━━━ Information shown

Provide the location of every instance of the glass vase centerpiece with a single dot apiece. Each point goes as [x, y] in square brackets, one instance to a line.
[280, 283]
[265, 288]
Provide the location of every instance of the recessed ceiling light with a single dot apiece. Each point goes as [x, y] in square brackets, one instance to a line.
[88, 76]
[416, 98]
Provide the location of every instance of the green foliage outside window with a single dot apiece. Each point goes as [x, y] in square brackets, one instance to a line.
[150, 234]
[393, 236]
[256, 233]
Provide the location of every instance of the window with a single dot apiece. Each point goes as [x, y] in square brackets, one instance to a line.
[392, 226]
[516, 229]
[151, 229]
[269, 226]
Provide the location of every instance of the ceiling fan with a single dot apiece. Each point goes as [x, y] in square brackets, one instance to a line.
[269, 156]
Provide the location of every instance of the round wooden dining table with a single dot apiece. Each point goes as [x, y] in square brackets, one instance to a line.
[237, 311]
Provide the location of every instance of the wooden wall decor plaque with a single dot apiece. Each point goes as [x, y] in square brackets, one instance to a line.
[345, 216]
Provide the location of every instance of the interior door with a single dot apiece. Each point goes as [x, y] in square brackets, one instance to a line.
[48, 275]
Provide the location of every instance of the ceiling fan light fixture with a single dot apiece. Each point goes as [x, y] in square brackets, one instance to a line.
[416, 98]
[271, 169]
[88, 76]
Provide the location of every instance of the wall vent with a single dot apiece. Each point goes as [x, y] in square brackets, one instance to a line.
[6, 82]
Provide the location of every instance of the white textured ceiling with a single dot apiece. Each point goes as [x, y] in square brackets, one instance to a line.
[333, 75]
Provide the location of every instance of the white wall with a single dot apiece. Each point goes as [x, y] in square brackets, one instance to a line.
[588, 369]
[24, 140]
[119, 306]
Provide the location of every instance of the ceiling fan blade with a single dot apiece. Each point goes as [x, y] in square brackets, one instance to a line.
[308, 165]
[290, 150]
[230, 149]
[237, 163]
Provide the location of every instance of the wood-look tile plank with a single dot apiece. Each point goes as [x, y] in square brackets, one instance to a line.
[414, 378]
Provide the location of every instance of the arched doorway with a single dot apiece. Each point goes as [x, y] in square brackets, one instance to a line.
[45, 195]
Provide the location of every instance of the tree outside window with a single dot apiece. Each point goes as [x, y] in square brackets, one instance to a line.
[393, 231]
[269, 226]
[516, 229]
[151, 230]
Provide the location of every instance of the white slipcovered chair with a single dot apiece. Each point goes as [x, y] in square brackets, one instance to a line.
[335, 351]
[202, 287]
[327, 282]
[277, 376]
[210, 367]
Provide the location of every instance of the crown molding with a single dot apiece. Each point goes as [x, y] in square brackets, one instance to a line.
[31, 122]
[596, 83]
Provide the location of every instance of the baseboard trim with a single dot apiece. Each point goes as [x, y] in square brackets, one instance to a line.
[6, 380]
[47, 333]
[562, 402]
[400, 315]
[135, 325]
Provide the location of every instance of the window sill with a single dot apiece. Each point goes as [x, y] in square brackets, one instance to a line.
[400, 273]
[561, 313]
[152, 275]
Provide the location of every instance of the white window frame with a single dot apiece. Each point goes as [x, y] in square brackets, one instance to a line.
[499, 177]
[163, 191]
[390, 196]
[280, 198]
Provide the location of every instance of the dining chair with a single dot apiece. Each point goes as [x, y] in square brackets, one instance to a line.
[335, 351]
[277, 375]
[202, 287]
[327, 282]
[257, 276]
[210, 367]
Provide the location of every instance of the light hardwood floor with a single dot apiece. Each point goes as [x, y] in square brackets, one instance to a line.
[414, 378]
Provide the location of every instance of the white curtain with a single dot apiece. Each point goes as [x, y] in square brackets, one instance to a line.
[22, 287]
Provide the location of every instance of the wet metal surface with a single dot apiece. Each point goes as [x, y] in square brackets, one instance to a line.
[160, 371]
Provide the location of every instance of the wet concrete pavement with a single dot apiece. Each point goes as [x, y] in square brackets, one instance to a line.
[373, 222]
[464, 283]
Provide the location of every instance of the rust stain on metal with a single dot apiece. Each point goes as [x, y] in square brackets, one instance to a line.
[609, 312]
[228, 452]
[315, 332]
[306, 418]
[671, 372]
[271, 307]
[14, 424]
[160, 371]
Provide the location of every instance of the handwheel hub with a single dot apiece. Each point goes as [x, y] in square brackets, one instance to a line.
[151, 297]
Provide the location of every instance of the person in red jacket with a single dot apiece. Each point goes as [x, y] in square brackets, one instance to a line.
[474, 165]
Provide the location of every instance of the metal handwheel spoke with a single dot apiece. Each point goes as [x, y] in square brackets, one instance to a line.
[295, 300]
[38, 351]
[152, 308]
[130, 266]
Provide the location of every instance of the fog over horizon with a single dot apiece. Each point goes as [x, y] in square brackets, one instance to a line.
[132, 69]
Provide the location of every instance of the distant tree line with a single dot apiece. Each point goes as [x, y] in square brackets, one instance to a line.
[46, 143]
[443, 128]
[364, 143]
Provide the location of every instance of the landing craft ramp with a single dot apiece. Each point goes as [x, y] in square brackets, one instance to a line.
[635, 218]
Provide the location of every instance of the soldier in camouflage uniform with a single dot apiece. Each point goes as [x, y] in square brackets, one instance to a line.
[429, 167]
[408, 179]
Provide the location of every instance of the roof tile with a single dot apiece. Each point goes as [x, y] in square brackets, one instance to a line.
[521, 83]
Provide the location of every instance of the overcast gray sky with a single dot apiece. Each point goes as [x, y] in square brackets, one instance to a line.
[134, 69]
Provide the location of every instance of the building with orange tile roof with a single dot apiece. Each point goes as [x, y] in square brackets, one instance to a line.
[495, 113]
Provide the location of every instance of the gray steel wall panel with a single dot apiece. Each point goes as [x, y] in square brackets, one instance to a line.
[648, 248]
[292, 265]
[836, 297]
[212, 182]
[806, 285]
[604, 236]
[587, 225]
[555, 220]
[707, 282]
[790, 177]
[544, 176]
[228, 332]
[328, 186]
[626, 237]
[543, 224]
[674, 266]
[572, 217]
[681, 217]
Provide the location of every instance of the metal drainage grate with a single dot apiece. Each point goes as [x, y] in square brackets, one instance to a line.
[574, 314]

━━━━━━

What is required =>
Starting from the line containing "Provide the location of every instance of the landing", repeat each line through the end of the entries, exactly.

Solved problem =>
Provide the location of every instance of the landing craft ramp with a single dot apiece. Each point goes as [x, y] in square brackets, one instance to a line.
[635, 218]
Provide the location of every instance of the soldier in camouflage uniform with a single dot apiece. Each point goes as [x, y] in square brackets, one instance to a line.
[429, 167]
[408, 179]
Provide the location of every instance of the roof tile with a single dot apiece. Each point goes as [x, y] in square brackets, one instance to a line.
[521, 83]
Provide the location of every instance of the overcast gray sky with a single dot apiece. Each point goes as [x, y] in square brackets, one instance to a line.
[134, 69]
Provide the location of every instance of the building with orange tile roof with a single dot apiece. Each point goes as [x, y] in square brackets, one instance to a line.
[495, 113]
Provide the location of every instance of the gray steel wall panel with a single dot apiece. Each point goes as [x, y] in square brackets, one instance to a line.
[648, 248]
[292, 265]
[836, 297]
[212, 182]
[806, 285]
[604, 236]
[587, 225]
[555, 220]
[707, 282]
[790, 177]
[544, 176]
[228, 332]
[328, 186]
[626, 237]
[543, 224]
[674, 266]
[572, 217]
[681, 217]
Provide the location of every instance of the metal drainage grate with a single dot apiece. Each point goes as [x, y] in square brackets, one instance to a line.
[574, 314]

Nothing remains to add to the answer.